Karl Kraus’ Half-Truths & One-And-A-Half Truths

Half-Truths & One-and-a-Half TruthsBefore Jonathan Franzen lent his literary celebrity to the resurrection of his reputation, Karl Kraus was widely unread (to use a Krausian construction) in the English-speaking world. The Austrian playwright, essayist and critic is notoriously difficult to translate – so much of his wit residing in puns and so many of his best writings occasioned by political and social events obscure to modern readers – but as a satirist he has gained notoriety, largely thanks to his aphorisms. For his acerbic wit and relentless criticism of Austrian society – the wealthy and the poor, men and women, writers and readers – his contemporaries dubbed him the Great Hater.

Kraus founded his own paper, Die Fackel (The Torch), and, much like Samuel Johnson with The Rambler, he became its principle contributor, editor and publisher for nearly forty years. Oscar Wilde made occasional guest contributions, as did many of Germany’s prominent intellectuals, and Kafka was among the paper’s readership. Most of his output for The Torch consisted of social and political commentary, but eventually he began to publish aphorisms, and it is from these writings that my volume has drawn. With the caveat that attempting to glean something of Kraus’ character from his aphorisms is a fool’s errand, it would be safe at least to say that he despises journalists (“The making of a journalist: no ideas and the ability to express them” or “It is the mission of the press to disseminate intellect and at the same time destroy receptivity to it”), psychoanalysis (“Psychoanalysis is that mental illness for which it regards itself as therapy” and “So-called psychoanalysis is the occupation of lustful rationalists who trace everything in the world to sexual causes – with the exception of their own occupation”) and religious legislation of sexual mores (“Christianity has enriched the erotic meal with the appetizer of curiosity and spoiled it with the dessert of remorse”).

Kraus died three years before the start of World War II but lived long enough to witness Hitler’s rise to power, and my favorite aphorisms take on a special poignancy in this context: “How is the world ruled and led to war? Diplomats lie to journalists and believe these lies when they see them in print” or “The secret of the demagogue is to appear as dumb as his audience so that these people can believe themselves as smart as he.” These aphorisms are merely Kraus-lite, an appetizer to the main course of his denser and more specific, more esoteric fiction, but the better part of a century has not dulled or dated them. The intensity of Kraus’ feeling lives on.

Exercise tasks —
1: Answer these questions from the piece on Karl Kraus.
(a) What name did his contemporaries give Kraus?
(b) For how long was Kraus the principal contributor, editor and publisher of his own paper?
(c) How many years before the start of World War II did Kraus die?
2: Copy the piece on Karl Kraus word for word from "Karl Kraus’ Half-Truths" to "the Great Hater.".

Material shown —
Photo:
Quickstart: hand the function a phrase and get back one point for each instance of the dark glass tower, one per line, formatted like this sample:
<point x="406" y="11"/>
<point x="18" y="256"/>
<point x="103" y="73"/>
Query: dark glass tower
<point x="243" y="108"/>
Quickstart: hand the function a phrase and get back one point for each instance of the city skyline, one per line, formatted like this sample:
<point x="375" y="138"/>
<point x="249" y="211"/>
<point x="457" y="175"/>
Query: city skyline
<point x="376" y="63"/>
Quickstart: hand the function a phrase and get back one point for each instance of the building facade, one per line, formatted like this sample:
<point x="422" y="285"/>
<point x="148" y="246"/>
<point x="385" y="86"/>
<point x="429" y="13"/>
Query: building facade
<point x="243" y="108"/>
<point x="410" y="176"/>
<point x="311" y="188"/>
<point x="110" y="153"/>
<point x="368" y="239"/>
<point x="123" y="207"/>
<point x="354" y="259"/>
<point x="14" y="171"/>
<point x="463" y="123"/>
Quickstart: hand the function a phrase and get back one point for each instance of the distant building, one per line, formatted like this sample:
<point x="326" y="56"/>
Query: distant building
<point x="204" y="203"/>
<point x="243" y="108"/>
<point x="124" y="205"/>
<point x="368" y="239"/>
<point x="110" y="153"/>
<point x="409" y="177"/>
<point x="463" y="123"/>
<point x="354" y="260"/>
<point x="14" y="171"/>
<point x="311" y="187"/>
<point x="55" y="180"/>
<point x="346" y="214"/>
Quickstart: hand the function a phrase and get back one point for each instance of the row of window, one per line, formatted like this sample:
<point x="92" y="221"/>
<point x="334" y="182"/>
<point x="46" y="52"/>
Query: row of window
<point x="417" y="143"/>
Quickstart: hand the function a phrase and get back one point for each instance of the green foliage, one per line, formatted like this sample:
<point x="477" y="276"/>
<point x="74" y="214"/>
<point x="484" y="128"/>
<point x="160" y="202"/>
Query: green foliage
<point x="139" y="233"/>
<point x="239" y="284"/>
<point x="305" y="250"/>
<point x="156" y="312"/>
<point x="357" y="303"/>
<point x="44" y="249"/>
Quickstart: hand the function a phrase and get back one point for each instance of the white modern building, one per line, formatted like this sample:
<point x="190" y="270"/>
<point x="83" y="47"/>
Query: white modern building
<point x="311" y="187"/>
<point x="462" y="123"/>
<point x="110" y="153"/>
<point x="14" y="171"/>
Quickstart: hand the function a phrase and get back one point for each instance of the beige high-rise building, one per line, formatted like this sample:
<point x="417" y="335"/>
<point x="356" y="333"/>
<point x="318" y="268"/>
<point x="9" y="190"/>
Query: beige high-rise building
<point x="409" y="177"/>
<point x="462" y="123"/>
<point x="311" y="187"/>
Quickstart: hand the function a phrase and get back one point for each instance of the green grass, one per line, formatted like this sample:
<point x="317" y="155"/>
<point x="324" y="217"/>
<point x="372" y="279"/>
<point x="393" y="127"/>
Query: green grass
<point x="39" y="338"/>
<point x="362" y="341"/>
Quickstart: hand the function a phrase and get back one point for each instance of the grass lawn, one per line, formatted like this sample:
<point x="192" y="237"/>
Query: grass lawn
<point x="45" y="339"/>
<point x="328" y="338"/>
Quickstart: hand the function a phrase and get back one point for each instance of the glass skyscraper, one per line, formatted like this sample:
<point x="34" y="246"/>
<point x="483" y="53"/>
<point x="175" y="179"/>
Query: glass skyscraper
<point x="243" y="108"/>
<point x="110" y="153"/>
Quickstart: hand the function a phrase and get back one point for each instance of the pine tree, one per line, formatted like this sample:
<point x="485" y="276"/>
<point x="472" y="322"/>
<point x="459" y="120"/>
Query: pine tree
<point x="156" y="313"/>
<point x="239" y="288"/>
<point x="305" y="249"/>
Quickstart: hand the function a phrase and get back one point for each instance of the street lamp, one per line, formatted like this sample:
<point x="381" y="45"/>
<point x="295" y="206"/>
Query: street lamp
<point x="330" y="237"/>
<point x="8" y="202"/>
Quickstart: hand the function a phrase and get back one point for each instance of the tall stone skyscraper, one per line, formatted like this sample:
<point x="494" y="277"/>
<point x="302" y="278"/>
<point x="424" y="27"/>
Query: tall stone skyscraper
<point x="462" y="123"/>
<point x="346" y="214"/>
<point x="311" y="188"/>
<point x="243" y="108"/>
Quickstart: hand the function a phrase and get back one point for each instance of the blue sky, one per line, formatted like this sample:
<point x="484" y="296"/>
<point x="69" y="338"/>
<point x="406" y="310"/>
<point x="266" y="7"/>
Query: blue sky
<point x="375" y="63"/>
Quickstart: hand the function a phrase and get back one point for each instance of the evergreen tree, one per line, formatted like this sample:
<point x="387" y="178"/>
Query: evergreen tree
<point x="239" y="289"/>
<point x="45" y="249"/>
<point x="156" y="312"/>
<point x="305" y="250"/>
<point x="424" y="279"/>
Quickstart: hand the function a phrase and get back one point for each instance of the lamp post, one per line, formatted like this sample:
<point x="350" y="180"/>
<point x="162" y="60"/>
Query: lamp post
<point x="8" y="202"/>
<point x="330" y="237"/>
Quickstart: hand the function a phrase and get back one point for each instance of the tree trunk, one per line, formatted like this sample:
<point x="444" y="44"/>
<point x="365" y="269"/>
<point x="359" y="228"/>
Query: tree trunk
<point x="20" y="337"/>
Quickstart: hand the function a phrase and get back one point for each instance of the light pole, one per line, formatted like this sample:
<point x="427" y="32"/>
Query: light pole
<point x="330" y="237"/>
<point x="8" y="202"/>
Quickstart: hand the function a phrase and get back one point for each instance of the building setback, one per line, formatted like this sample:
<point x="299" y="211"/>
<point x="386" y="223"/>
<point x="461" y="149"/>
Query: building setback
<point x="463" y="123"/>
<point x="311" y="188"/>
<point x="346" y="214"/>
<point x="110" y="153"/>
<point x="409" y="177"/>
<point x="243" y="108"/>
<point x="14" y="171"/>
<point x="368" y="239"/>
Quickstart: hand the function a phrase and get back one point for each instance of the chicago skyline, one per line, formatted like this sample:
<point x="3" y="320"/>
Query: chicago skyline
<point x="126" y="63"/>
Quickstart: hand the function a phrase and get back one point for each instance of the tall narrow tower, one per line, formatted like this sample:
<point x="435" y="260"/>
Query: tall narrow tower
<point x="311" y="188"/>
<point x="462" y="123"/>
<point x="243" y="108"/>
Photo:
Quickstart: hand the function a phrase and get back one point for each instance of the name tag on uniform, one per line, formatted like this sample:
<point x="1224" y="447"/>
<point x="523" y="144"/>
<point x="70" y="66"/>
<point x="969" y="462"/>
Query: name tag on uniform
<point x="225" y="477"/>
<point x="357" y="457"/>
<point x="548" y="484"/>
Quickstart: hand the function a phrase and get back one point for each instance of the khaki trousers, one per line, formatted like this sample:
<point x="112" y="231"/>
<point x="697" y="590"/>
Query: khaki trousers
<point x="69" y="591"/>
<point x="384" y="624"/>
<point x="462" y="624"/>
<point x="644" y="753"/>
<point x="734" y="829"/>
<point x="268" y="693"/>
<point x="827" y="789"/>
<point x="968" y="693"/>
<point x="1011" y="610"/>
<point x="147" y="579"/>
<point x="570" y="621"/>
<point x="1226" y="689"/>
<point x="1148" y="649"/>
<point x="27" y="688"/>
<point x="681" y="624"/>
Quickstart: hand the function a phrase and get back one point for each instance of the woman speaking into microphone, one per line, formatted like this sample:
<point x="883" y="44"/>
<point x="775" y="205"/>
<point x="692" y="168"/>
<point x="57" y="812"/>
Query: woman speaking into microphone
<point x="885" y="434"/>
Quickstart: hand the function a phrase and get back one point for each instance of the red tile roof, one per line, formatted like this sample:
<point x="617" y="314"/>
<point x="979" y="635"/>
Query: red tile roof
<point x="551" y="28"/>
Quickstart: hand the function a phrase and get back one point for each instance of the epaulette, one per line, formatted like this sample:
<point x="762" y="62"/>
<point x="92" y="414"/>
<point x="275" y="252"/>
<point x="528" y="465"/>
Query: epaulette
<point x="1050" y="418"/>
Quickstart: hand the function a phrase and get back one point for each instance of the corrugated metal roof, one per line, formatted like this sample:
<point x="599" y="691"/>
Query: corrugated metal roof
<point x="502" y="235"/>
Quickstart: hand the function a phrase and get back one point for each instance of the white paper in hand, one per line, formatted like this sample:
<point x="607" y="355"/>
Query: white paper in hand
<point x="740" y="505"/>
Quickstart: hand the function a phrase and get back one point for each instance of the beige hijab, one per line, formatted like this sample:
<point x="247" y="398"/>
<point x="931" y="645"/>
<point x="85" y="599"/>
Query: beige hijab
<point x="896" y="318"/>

Answers by item number —
1:
(a) The Great Hater.
(b) Nearly forty years.
(c) Three years.

2:
Karl Kraus’ Half-Truths & One-And-A-Half Truths

Half-Truths & One-and-a-Half TruthsBefore Jonathan Franzen lent his literary celebrity to the resurrection of his reputation, Karl Kraus was widely unread (to use a Krausian construction) in the English-speaking world. The Austrian playwright, essayist and critic is notoriously difficult to translate – so much of his wit residing in puns and so many of his best writings occasioned by political and social events obscure to modern readers – but as a satirist he has gained notoriety, largely thanks to his aphorisms. For his acerbic wit and relentless criticism of Austrian society – the wealthy and the poor, men and women, writers and readers – his contemporaries dubbed him the Great Hater.